*** Supplied records Section Begins ***

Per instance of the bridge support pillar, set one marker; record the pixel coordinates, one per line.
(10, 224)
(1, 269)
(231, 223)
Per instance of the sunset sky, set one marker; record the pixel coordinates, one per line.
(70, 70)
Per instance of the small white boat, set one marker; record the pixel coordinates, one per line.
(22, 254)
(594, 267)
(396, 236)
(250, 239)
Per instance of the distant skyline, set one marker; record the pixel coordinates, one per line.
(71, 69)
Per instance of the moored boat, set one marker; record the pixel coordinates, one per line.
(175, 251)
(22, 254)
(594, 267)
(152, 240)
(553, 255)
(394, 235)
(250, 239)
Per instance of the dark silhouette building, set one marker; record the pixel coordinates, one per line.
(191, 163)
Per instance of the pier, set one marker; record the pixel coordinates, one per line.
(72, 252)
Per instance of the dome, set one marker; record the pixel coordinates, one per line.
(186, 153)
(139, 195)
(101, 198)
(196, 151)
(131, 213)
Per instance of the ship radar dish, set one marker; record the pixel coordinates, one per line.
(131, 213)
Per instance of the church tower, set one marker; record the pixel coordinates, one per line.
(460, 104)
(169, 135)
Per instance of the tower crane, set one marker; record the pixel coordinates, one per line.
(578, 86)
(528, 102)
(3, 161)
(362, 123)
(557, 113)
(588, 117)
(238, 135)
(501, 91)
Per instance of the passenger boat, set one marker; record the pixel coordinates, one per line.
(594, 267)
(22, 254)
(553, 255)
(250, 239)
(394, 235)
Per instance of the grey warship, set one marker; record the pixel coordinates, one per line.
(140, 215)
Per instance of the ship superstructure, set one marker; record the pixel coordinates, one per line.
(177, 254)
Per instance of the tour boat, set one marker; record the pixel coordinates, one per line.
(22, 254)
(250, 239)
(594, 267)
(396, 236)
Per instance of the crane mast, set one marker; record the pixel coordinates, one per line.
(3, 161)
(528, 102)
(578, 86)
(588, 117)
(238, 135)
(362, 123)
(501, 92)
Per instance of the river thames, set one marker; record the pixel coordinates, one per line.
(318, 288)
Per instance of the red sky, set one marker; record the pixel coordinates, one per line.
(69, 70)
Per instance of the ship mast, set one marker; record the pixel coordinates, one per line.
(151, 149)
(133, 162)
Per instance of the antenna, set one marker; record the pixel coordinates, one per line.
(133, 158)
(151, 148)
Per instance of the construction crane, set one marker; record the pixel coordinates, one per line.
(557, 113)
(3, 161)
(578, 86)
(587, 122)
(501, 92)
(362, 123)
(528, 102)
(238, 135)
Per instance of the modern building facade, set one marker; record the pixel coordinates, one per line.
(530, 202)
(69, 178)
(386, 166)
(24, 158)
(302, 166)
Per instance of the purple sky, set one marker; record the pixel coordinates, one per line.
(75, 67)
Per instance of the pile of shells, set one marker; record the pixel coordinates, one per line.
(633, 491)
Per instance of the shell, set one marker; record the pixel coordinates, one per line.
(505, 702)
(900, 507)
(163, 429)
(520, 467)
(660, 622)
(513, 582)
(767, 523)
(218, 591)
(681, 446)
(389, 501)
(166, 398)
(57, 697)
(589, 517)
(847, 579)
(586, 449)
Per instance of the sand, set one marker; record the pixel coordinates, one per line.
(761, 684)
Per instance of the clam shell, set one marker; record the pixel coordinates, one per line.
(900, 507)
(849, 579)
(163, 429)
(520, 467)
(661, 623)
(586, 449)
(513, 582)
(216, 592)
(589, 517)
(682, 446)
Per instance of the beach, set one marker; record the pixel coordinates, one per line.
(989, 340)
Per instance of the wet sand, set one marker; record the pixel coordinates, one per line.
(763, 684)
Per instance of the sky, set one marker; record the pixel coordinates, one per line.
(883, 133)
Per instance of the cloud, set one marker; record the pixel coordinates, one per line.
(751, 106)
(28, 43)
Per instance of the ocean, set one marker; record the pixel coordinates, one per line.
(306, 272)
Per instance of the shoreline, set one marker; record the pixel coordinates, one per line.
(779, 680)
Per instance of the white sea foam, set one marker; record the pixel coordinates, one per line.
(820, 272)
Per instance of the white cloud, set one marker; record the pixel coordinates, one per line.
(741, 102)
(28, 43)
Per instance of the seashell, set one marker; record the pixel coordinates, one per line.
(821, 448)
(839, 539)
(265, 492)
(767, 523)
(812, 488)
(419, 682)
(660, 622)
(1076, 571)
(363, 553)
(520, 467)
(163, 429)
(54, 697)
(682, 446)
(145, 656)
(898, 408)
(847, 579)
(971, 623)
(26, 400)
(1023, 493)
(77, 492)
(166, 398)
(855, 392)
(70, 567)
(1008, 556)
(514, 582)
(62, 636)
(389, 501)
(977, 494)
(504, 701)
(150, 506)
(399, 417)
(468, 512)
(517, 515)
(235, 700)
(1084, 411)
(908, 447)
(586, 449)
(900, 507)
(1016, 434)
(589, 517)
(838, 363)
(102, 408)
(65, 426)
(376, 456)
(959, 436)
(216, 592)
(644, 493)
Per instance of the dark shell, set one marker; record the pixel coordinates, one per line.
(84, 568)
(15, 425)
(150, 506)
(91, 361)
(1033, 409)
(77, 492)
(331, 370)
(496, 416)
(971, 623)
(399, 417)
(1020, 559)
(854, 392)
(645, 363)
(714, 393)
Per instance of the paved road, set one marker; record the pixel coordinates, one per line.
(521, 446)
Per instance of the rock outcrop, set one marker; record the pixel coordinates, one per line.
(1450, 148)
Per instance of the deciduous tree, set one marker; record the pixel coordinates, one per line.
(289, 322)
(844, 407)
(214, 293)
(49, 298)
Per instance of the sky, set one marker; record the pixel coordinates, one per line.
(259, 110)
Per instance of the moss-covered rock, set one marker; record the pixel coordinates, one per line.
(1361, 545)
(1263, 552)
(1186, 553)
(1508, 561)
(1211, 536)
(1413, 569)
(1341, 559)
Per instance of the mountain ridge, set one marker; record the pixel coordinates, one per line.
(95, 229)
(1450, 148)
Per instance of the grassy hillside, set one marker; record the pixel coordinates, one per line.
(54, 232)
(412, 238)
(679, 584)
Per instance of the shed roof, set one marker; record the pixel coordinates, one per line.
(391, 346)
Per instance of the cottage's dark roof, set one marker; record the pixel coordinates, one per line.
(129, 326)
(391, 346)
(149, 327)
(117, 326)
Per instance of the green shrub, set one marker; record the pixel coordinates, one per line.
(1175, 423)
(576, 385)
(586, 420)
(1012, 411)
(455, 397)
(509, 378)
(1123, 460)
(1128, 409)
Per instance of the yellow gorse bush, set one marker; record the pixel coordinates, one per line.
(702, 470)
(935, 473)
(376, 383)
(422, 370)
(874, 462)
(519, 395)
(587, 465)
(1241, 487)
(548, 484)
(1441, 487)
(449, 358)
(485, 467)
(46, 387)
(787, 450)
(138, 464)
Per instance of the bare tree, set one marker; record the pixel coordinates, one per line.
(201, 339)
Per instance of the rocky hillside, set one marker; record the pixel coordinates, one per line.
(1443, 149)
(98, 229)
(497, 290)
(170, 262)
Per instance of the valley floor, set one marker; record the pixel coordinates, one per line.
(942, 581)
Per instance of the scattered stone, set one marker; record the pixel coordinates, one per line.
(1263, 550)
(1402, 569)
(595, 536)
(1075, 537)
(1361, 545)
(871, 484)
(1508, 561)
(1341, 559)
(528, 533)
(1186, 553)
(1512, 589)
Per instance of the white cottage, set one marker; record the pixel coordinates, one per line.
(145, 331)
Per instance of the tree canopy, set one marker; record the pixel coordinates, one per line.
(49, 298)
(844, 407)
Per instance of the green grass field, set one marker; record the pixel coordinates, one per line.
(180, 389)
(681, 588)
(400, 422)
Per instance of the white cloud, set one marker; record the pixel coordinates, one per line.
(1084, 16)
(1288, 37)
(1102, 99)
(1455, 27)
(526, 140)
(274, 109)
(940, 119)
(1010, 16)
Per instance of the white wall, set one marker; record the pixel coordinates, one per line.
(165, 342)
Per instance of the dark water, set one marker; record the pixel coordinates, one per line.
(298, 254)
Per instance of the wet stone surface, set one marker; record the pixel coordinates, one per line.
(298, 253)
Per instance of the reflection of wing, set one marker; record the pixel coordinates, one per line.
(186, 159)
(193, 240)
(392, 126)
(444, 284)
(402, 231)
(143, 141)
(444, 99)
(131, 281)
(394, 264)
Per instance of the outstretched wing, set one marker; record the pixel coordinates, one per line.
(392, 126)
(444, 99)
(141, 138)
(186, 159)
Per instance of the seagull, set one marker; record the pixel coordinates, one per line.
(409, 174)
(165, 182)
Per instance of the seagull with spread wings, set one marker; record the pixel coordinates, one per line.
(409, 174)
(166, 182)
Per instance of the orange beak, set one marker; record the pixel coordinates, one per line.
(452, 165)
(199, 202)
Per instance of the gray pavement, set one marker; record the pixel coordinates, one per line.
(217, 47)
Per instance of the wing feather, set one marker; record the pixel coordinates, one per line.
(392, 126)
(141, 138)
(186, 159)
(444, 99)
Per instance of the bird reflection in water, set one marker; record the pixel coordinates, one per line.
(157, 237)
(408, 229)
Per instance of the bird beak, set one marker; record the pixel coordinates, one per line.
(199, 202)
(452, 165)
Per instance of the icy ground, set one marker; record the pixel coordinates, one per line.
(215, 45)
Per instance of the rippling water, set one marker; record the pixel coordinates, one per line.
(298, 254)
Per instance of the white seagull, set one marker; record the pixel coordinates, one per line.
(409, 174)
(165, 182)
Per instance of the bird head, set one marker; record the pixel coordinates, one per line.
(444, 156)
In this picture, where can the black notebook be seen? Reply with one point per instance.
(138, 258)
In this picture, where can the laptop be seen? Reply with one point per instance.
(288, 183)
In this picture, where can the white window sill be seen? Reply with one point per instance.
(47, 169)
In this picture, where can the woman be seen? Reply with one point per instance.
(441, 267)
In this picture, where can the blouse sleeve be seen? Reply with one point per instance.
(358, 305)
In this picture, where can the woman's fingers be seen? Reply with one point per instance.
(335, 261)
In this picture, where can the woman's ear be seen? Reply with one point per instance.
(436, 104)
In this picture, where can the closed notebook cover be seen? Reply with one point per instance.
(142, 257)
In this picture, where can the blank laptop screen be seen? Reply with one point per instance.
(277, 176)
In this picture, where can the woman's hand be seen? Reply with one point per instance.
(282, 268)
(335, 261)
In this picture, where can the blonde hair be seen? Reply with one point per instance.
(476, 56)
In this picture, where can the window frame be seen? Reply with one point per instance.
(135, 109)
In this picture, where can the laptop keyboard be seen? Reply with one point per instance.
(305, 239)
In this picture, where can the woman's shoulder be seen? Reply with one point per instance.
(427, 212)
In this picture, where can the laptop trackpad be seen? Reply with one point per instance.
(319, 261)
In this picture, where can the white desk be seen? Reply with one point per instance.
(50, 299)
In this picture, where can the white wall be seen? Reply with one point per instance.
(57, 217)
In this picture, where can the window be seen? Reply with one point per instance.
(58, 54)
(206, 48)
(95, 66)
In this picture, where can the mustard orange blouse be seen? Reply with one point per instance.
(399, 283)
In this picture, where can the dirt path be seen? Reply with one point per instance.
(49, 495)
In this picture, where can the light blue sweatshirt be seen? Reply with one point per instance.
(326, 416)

*** Supplied records Section Ends ***

• What the task requires
Reproduce exactly the lines running from the one with "In this picture, where can the black" to the last line of the listing above. Add nothing else.

• Result of this task
In this picture, where can the black notebook be seen? Reply with one point per instance.
(138, 258)
In this picture, where can the laptop be seen? Reply with one point per instance.
(288, 183)
In this picture, where can the white window sill be seen? Reply with one point per instance.
(47, 169)
In this picture, where can the woman be seen? Reply with one point per instance.
(441, 267)
In this picture, where can the blouse sleeve be seen? Reply with one point per instance.
(358, 305)
In this picture, where can the woman's fingers be seen? Reply with one point per instance.
(335, 261)
In this picture, where can the woman's ear be seen? Reply with one point per instance.
(436, 104)
In this picture, where can the closed notebook cover be seen? Reply with one point per instance.
(142, 257)
In this picture, where can the blank laptop screen be seen? Reply with one point per instance.
(277, 176)
In this picture, where can the woman's hand be seen? Reply with one point per instance.
(282, 268)
(335, 261)
In this picture, where can the blonde hair be seen? Reply with one point per instance.
(476, 56)
In this picture, where can the window frame be seen? Reply with one point per instance.
(135, 109)
In this picture, where can the laptop keyboard be seen? Reply with one point per instance.
(305, 239)
In this picture, where can the woman's shoulder be seen? Reply with one point per instance.
(427, 212)
In this picture, where can the laptop trackpad be seen? Reply with one point per instance.
(319, 261)
In this picture, where can the white desk be seen? Reply with one point per instance.
(50, 299)
In this picture, where can the white wall be seen? Reply with one point per instance.
(57, 217)
In this picture, where can the window be seen? Reply with one point per instance.
(58, 54)
(206, 48)
(95, 66)
In this picture, where can the mustard orange blouse be seen? Reply with one point per instance.
(399, 283)
In this picture, where can the dirt path be seen? Reply with one point per instance.
(49, 495)
In this picture, where can the light blue sweatshirt be seen? Reply with one point per instance.
(326, 416)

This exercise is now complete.